======== Records for the exercise

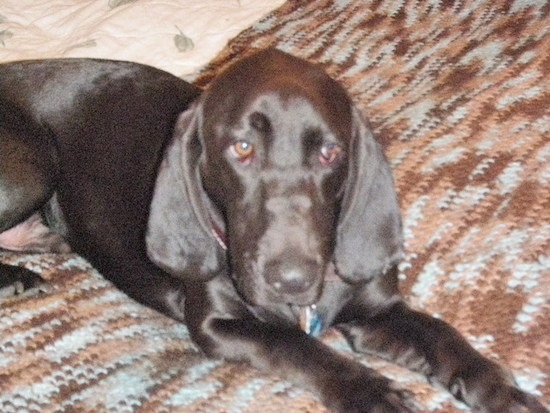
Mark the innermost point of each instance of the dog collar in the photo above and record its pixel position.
(311, 322)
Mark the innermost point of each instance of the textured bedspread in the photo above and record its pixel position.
(459, 93)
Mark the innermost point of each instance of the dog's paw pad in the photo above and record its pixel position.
(20, 282)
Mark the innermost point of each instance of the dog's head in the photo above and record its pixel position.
(275, 160)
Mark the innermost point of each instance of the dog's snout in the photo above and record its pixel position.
(291, 275)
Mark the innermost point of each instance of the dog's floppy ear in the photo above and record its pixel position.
(369, 232)
(179, 235)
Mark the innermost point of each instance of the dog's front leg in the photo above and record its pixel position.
(222, 325)
(431, 346)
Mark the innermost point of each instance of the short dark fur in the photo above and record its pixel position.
(235, 246)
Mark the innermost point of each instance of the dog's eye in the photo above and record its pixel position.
(242, 150)
(329, 152)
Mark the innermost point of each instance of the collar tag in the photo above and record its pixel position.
(311, 321)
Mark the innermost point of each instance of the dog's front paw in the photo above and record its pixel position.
(368, 394)
(494, 391)
(18, 281)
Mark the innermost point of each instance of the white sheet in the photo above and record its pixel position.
(179, 36)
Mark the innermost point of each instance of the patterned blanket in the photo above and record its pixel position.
(459, 94)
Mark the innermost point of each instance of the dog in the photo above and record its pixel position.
(259, 212)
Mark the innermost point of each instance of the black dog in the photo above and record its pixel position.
(269, 216)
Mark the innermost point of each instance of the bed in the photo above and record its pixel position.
(459, 95)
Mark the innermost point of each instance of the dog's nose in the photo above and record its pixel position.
(291, 276)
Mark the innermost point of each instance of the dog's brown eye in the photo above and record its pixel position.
(329, 152)
(242, 150)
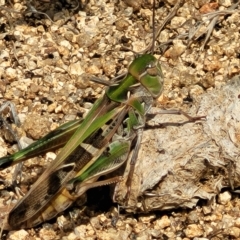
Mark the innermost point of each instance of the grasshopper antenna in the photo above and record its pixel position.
(153, 24)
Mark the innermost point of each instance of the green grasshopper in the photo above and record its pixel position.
(94, 146)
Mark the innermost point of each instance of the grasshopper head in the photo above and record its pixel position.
(147, 70)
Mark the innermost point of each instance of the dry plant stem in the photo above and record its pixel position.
(166, 20)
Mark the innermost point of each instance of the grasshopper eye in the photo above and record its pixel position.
(151, 69)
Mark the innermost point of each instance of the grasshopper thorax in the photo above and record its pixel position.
(147, 70)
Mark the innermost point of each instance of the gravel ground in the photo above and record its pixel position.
(48, 51)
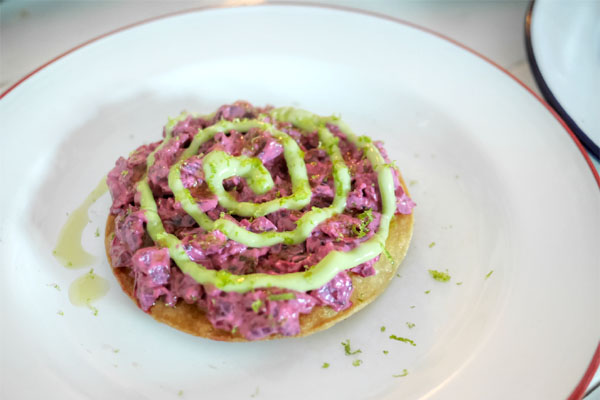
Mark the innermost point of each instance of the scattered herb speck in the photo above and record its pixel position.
(401, 339)
(439, 275)
(348, 350)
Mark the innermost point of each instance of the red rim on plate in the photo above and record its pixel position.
(579, 390)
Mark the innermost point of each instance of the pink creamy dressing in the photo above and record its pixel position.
(253, 314)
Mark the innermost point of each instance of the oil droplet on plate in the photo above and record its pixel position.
(69, 250)
(86, 289)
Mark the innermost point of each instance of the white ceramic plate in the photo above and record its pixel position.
(500, 185)
(564, 50)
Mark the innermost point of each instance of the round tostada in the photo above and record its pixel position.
(256, 223)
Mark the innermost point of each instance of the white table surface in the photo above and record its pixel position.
(34, 32)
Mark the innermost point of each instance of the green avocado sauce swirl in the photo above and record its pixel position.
(218, 166)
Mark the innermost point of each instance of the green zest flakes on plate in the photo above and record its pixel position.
(348, 350)
(401, 339)
(401, 375)
(439, 276)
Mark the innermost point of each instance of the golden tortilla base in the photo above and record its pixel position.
(190, 319)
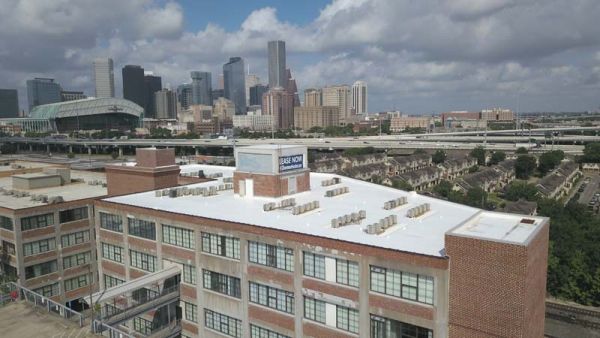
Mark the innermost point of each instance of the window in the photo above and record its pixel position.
(346, 319)
(314, 310)
(8, 247)
(112, 252)
(41, 269)
(34, 248)
(110, 281)
(142, 326)
(221, 245)
(72, 215)
(38, 221)
(75, 238)
(402, 284)
(261, 332)
(142, 261)
(77, 259)
(221, 283)
(111, 222)
(48, 290)
(272, 297)
(346, 272)
(271, 255)
(222, 323)
(191, 312)
(76, 283)
(141, 228)
(178, 236)
(314, 265)
(189, 274)
(383, 327)
(6, 223)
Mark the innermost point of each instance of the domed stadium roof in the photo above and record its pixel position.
(85, 107)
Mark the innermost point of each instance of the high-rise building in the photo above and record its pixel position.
(306, 118)
(256, 93)
(277, 70)
(235, 84)
(251, 81)
(9, 103)
(338, 96)
(42, 91)
(104, 77)
(184, 95)
(292, 88)
(70, 95)
(152, 84)
(313, 97)
(359, 97)
(279, 103)
(133, 84)
(201, 88)
(166, 104)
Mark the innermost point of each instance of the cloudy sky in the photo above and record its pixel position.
(417, 56)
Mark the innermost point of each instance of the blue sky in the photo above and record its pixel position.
(415, 56)
(231, 13)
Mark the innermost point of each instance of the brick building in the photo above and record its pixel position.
(269, 249)
(47, 231)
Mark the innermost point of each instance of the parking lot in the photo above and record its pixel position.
(589, 192)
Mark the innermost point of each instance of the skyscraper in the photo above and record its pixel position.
(338, 96)
(133, 84)
(42, 91)
(313, 98)
(201, 88)
(235, 84)
(251, 81)
(104, 77)
(184, 95)
(277, 70)
(279, 103)
(256, 93)
(9, 103)
(359, 97)
(166, 104)
(152, 84)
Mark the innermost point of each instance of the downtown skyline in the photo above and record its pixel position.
(474, 57)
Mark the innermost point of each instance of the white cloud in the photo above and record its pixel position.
(422, 55)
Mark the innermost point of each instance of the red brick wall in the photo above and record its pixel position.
(271, 185)
(152, 157)
(492, 292)
(270, 316)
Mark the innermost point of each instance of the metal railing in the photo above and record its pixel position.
(45, 303)
(106, 330)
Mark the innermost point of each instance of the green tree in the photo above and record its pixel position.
(443, 188)
(478, 153)
(549, 160)
(524, 166)
(476, 197)
(521, 189)
(439, 156)
(497, 157)
(591, 153)
(521, 151)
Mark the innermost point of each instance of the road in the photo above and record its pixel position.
(384, 142)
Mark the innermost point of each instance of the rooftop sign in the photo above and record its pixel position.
(292, 162)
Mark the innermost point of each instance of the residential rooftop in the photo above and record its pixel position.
(421, 235)
(79, 188)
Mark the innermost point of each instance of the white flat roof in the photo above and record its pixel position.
(422, 235)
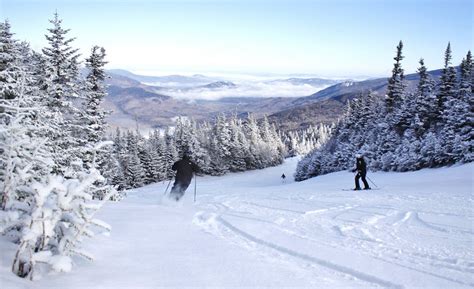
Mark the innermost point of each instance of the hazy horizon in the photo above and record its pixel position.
(340, 38)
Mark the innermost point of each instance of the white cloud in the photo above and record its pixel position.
(245, 89)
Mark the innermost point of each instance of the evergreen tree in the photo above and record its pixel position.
(396, 86)
(426, 105)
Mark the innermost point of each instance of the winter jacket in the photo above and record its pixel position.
(185, 169)
(361, 166)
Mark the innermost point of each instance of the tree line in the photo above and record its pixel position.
(404, 131)
(226, 145)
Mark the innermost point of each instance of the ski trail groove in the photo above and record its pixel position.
(324, 263)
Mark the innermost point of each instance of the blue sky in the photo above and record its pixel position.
(326, 38)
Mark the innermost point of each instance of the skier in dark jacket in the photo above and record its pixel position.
(361, 168)
(185, 170)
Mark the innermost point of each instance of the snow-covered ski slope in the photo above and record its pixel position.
(251, 230)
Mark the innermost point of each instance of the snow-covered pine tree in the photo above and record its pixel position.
(95, 92)
(448, 104)
(396, 86)
(426, 103)
(61, 88)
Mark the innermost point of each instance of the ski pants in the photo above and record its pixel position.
(178, 189)
(358, 176)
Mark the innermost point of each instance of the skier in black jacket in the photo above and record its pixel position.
(185, 170)
(361, 168)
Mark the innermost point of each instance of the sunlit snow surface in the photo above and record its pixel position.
(251, 230)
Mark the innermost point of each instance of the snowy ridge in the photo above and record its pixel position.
(251, 230)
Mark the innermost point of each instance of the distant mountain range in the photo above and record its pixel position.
(327, 105)
(133, 99)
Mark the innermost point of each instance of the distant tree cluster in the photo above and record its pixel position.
(302, 141)
(404, 131)
(227, 145)
(52, 150)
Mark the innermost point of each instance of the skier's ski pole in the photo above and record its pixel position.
(194, 187)
(167, 187)
(372, 182)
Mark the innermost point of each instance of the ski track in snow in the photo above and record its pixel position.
(415, 232)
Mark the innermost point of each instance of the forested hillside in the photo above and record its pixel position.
(404, 131)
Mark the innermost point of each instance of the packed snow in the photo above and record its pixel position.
(251, 229)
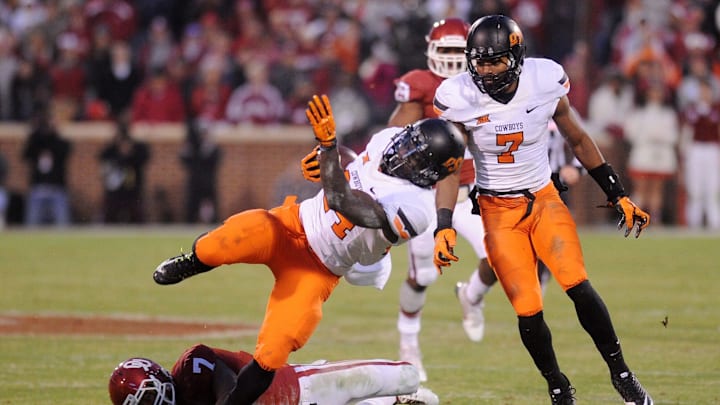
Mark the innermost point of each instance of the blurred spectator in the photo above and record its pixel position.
(701, 159)
(118, 15)
(698, 71)
(607, 107)
(377, 73)
(8, 68)
(576, 66)
(158, 100)
(31, 90)
(257, 101)
(37, 49)
(644, 56)
(201, 158)
(68, 78)
(653, 133)
(123, 163)
(689, 38)
(351, 107)
(441, 9)
(158, 47)
(210, 94)
(46, 154)
(303, 91)
(4, 193)
(117, 81)
(28, 15)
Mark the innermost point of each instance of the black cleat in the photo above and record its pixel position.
(178, 268)
(630, 389)
(564, 395)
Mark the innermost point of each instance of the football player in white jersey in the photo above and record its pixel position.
(414, 95)
(503, 104)
(382, 199)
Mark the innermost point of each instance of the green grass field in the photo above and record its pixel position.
(108, 272)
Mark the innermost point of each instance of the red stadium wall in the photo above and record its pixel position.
(253, 160)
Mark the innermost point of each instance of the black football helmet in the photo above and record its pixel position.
(425, 152)
(491, 37)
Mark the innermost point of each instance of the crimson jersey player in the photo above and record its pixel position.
(414, 93)
(203, 374)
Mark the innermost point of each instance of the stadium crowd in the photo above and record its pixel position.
(637, 67)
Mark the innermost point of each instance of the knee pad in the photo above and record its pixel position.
(411, 300)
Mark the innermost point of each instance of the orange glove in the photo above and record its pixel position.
(319, 114)
(311, 166)
(630, 215)
(445, 240)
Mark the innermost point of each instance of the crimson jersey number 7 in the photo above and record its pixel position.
(514, 139)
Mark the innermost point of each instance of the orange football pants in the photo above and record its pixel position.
(277, 239)
(514, 246)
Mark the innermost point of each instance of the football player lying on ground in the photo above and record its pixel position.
(203, 374)
(309, 246)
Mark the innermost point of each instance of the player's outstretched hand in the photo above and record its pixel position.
(311, 166)
(630, 216)
(319, 113)
(445, 240)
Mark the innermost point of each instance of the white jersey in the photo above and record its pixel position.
(338, 243)
(509, 142)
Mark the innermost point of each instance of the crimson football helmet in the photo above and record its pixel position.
(492, 37)
(446, 44)
(140, 381)
(425, 152)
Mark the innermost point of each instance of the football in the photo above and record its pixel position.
(347, 155)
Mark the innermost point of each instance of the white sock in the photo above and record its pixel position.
(409, 328)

================

Work required: Starting from the line containing "Mark the innermost point of each instance of the red stadium" and ending with the final line of the data, reproduce each line exactly as it appears, including no other lines.

Solution for this task:
Mark the innermost point of each instance of the red stadium wall in the photo above and record its pixel position.
(253, 160)
Mark the innermost point of each instance of the black football helmet in the photo above and record its pixel position.
(425, 152)
(491, 37)
Mark the innermost point of each instance of the crimson jersey player in the photo above and record its pixel position.
(414, 93)
(203, 374)
Mark the innermost point of each instance of the stadium crowd in the photo above and record its pixel position.
(637, 67)
Mark the innermost point of each instance of the knee pad in the photo above and record its pixel position.
(411, 300)
Mark the innermost point of each instance of the orange glove in the photo above and record its pixel position.
(319, 114)
(311, 166)
(630, 215)
(445, 240)
Mark the innermost point of each instance of the crimson jersey number 7 in the photo above and record its pixel position.
(514, 139)
Mark the innermost point of each instance of the orange football pants in the photo above and record its pixel position.
(277, 239)
(514, 246)
Mark the innermost point of each instance of the football player lying on ground in the photo above and record its pixel position.
(203, 374)
(309, 246)
Mark the innermost point of each instance of the player's outstretched hand in the photo above and record its pixel position.
(311, 166)
(630, 216)
(319, 113)
(445, 240)
Mark the innermost point of each instance of the white jersey in the photo above and record its pixel position.
(338, 243)
(509, 142)
Mark the innermost point of each instance of the crimson football helmet in the photo above and record its pixel position.
(492, 37)
(446, 44)
(140, 381)
(425, 152)
Mark the innermost point of each instance of the football in the photo above and record its pixel position.
(347, 155)
Mark the innermost point of each instance of the white sock in the photo above and record its pixel position.
(409, 328)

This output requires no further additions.